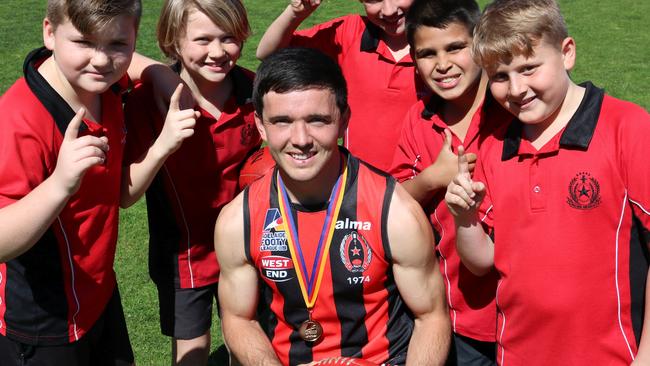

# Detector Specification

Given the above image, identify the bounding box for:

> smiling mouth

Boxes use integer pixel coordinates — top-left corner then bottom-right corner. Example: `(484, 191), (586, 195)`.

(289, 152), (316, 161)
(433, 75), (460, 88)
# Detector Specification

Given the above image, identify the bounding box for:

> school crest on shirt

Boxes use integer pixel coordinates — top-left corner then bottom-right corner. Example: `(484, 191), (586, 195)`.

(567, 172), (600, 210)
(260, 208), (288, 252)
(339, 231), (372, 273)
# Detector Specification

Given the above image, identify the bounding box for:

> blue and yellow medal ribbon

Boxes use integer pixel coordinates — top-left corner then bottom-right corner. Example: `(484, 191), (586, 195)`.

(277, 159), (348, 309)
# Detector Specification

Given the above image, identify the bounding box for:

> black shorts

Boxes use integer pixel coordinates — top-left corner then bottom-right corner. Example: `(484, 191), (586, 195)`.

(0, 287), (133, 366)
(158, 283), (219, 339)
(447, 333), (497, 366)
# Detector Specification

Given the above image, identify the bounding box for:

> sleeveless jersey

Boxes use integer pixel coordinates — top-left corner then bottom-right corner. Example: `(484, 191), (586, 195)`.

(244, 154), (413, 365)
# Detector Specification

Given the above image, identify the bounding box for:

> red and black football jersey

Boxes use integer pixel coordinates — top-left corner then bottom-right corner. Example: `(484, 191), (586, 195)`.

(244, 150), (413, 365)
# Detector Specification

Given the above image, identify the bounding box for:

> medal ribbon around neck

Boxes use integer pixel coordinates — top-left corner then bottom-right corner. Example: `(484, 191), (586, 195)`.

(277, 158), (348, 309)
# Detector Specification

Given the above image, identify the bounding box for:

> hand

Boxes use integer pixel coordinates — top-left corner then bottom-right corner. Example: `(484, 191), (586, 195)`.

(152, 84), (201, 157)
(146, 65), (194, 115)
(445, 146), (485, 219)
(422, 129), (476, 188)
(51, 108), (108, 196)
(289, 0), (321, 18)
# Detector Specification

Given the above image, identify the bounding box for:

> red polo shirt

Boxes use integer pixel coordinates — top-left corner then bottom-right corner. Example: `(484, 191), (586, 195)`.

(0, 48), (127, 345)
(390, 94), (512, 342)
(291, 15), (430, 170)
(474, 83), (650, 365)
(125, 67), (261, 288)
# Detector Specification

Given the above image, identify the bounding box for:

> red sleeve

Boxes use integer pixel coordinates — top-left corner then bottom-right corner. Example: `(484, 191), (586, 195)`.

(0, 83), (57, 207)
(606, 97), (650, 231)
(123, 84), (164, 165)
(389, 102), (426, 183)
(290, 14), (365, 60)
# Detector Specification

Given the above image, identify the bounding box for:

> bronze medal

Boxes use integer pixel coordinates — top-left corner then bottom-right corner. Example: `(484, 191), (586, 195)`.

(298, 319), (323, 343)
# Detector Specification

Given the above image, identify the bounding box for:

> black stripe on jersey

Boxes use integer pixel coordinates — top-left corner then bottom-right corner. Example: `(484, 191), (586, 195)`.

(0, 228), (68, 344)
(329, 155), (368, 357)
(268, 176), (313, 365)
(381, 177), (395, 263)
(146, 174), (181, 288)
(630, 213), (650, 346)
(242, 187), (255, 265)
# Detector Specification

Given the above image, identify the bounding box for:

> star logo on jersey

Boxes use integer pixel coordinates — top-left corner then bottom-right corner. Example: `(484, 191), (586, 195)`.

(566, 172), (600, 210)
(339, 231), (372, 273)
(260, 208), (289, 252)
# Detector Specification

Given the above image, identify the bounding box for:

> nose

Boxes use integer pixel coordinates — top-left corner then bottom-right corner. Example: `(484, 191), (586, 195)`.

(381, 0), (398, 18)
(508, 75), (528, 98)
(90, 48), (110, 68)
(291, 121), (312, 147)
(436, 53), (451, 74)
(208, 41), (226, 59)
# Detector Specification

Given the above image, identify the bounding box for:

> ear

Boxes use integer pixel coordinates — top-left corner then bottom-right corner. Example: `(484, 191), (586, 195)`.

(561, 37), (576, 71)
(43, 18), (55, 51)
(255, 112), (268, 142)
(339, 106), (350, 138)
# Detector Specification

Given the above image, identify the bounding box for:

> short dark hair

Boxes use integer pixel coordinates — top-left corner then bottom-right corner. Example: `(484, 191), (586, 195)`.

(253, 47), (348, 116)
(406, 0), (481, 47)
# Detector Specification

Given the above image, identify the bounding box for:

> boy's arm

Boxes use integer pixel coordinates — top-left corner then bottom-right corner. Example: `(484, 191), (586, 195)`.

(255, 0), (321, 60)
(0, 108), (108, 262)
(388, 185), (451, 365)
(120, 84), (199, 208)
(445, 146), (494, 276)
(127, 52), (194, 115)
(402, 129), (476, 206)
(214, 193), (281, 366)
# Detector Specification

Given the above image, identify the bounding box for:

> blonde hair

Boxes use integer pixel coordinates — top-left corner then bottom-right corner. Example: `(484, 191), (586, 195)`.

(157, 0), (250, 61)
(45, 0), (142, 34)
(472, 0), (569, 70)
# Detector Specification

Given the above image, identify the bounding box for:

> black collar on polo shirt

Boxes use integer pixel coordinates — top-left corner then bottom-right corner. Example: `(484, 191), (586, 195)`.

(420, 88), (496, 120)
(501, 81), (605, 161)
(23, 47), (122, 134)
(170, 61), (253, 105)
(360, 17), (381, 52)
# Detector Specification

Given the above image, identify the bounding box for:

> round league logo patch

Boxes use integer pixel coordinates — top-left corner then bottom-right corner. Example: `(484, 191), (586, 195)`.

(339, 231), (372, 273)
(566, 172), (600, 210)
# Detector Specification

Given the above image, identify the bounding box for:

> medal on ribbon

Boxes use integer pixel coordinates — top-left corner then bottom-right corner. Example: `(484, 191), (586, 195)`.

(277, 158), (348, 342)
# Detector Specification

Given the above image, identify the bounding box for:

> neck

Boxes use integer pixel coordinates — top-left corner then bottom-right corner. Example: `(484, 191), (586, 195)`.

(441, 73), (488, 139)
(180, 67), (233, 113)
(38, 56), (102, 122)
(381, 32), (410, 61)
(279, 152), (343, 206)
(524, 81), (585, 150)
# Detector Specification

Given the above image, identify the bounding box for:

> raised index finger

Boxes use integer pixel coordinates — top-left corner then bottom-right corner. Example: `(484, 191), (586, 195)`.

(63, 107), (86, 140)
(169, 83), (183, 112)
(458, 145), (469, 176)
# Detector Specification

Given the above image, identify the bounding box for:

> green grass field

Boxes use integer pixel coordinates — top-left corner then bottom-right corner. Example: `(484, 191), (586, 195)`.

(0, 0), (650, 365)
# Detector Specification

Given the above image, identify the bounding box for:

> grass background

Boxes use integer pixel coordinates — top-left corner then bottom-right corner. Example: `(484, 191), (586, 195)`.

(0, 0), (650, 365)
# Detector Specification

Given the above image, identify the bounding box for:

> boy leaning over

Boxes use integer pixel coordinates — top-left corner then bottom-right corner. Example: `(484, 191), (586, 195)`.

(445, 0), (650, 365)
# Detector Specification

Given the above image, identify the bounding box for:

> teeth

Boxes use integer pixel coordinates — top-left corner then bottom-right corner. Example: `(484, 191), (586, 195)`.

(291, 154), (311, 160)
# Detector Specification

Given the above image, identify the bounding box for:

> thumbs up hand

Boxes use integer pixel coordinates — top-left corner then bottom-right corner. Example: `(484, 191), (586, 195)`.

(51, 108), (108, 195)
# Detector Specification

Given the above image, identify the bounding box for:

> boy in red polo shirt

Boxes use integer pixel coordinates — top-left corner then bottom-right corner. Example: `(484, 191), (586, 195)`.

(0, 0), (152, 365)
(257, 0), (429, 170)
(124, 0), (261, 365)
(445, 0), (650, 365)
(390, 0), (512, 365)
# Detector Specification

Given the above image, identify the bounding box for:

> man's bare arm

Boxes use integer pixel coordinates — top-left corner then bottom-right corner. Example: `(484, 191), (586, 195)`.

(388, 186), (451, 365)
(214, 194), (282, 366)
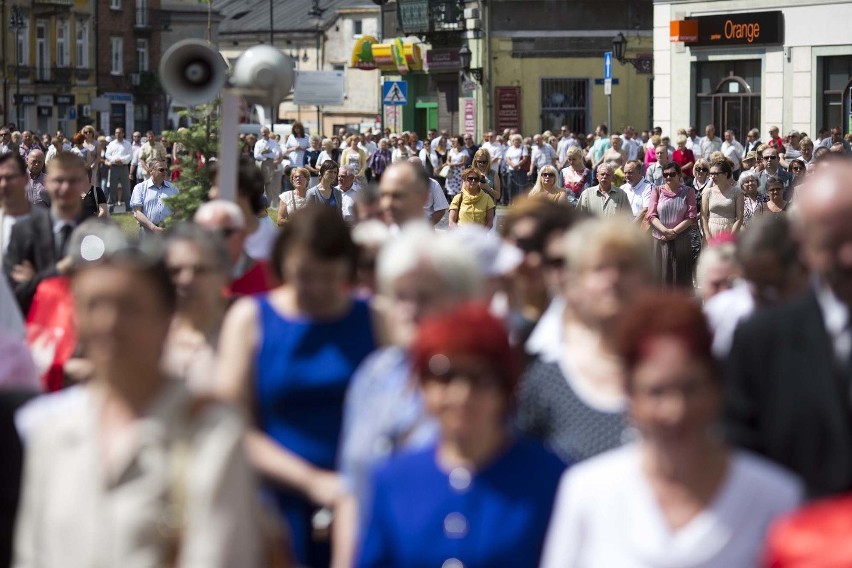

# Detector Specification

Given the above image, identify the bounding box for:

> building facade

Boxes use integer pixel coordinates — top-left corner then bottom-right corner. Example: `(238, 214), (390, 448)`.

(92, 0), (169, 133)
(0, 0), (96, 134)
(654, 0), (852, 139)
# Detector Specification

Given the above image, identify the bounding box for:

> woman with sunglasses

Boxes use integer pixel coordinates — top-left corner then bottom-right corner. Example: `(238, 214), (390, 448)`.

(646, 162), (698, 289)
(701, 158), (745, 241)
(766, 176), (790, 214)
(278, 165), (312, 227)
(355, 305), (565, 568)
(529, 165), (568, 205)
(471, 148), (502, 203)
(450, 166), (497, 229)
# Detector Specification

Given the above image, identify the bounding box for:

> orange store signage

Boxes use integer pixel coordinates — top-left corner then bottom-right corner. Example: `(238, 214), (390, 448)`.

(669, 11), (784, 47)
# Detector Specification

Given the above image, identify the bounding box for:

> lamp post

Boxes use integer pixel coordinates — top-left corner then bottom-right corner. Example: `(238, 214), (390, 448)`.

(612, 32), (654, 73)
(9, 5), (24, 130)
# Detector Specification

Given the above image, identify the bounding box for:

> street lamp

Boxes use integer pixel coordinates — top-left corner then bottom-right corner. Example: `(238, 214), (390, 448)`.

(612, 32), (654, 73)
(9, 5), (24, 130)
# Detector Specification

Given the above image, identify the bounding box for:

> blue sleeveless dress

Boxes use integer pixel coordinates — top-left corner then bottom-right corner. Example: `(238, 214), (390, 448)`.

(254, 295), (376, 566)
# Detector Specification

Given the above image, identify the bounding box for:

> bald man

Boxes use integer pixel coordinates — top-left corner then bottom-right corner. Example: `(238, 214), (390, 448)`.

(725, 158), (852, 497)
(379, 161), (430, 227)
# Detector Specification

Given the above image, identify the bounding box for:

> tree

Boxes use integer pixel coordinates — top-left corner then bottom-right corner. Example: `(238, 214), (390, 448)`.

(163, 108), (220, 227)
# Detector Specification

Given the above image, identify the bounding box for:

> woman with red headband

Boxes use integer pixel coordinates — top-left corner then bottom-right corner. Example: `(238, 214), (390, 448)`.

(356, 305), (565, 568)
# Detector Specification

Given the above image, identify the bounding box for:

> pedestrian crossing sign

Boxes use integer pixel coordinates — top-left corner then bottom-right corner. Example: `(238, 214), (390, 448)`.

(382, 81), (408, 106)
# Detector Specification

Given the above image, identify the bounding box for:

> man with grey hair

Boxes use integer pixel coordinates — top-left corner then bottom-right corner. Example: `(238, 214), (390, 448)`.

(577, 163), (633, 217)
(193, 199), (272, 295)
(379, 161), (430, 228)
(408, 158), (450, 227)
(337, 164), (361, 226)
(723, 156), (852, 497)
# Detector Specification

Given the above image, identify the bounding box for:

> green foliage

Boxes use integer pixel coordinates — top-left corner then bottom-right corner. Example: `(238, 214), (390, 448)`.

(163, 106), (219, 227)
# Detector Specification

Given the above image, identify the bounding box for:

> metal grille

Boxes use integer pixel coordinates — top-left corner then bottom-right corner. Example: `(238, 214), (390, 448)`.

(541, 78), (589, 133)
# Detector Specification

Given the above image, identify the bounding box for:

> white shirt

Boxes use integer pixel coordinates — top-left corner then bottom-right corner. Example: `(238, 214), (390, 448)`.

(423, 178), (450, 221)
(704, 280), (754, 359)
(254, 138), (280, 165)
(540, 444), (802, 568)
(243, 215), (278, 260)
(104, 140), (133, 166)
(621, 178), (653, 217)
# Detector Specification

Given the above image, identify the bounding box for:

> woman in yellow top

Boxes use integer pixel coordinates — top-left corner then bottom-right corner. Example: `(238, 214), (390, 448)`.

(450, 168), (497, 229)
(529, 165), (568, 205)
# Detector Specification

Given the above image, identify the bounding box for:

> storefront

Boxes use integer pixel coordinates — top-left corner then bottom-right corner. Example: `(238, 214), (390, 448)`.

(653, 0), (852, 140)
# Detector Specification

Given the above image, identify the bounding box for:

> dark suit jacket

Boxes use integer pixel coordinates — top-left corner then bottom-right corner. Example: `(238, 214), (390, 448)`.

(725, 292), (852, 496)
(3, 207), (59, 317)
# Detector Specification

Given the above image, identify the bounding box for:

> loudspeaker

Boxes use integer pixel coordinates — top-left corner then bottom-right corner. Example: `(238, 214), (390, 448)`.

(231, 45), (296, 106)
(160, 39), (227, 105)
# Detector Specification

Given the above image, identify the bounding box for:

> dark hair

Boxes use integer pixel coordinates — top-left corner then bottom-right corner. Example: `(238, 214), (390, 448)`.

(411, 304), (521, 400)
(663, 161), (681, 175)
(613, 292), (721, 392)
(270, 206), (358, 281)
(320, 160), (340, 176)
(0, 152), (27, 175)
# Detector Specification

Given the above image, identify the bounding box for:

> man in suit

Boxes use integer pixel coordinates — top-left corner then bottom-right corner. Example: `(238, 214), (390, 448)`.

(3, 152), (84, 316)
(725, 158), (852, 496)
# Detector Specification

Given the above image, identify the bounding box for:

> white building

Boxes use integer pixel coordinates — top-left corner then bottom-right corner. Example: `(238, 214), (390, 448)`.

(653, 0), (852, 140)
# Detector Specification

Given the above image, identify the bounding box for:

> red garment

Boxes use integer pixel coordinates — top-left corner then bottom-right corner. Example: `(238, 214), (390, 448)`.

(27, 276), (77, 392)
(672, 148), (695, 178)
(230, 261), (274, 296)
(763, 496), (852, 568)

# [What you should do]
List every line in the data that contains the word "shirt".

# [Solution below]
> school crest on shirt
> red polo shirt
> black collar on polo shirt
> boy in red polo shirt
> white shirt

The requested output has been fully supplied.